##### Materials provided #####

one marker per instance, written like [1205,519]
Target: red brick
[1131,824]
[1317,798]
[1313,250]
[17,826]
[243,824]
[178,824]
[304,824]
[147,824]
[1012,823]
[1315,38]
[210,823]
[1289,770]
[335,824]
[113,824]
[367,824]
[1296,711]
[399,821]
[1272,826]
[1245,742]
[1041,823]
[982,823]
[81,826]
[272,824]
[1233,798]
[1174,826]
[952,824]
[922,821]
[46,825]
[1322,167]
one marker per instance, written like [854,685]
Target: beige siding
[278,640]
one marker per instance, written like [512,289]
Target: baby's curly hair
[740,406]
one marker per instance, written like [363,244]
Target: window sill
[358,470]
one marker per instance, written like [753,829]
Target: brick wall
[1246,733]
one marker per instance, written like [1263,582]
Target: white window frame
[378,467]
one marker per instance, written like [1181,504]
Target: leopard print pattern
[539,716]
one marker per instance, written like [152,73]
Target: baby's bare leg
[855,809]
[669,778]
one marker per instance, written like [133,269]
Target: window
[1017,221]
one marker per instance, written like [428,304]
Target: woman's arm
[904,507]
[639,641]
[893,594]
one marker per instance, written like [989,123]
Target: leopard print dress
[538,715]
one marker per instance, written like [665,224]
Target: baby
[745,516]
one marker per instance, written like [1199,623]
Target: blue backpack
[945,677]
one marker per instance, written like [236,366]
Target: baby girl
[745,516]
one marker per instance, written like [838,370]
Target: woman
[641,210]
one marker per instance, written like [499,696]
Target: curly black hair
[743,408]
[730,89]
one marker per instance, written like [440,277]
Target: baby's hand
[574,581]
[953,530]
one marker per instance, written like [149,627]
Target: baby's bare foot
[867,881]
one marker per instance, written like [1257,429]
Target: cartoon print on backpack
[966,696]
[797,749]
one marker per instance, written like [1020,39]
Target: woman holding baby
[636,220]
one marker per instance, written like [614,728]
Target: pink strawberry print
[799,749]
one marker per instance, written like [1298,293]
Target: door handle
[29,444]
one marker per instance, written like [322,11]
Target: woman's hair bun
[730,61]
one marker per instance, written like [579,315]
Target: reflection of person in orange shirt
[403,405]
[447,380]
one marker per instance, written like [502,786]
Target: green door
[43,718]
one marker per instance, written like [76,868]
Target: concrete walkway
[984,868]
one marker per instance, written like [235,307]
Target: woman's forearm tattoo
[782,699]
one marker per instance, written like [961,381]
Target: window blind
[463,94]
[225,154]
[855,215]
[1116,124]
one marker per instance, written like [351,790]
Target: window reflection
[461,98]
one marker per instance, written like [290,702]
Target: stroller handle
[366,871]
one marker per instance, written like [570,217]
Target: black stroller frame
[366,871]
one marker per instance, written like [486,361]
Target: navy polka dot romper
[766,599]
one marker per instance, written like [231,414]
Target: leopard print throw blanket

#####

## Work instructions
Write out again, exactly, the lines from the one holding "one marker per instance, written like [322,11]" through the end of the listing, with both ends included.

## Completed task
one marker per instance, written like [322,11]
Target: woman's hair bun
[730,61]
one marker per instance, written like [579,315]
Target: reflection of person in orange shirt
[403,405]
[447,380]
one marker per instance, written like [502,786]
Target: green door
[43,718]
one marker per instance, written like [76,868]
Target: concrete walkway
[984,868]
one marker per instance, written like [235,307]
Target: woman's forearm tattoo
[782,699]
one marker per instance, written like [961,381]
Target: window blind
[463,94]
[225,154]
[855,215]
[1116,124]
one marker per instance, written like [351,790]
Target: window reflection
[461,98]
one marker per instance, written like [290,702]
Target: stroller handle
[366,871]
one marker per instance, written like [570,217]
Target: black stroller frame
[366,871]
one marker per instance, written like [486,361]
Target: navy polka dot romper
[766,599]
one marker per instance, written like [231,414]
Target: leopard print throw blanket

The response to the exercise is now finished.